What is asked: How many lines in the rows below contain the word "brick"? Reply with the number alone.

Rows:
----------------
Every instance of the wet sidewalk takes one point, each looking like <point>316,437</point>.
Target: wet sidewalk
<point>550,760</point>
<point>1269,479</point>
----------------
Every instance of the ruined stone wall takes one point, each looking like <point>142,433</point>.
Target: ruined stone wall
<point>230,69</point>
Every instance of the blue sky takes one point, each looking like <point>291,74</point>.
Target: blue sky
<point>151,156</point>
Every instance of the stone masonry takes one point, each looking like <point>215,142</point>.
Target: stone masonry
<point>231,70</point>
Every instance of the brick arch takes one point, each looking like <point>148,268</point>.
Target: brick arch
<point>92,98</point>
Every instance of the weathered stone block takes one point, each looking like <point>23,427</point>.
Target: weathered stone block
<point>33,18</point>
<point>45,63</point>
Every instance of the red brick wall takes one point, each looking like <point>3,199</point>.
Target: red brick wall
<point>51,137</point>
----------------
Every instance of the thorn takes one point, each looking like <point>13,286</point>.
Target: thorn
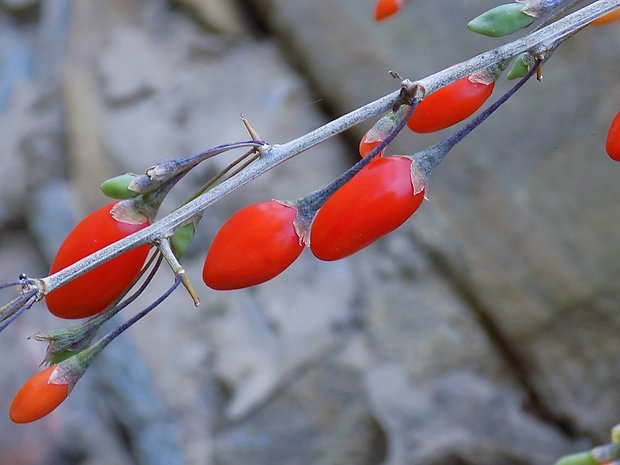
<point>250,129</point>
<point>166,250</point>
----------------
Completed exercise: 4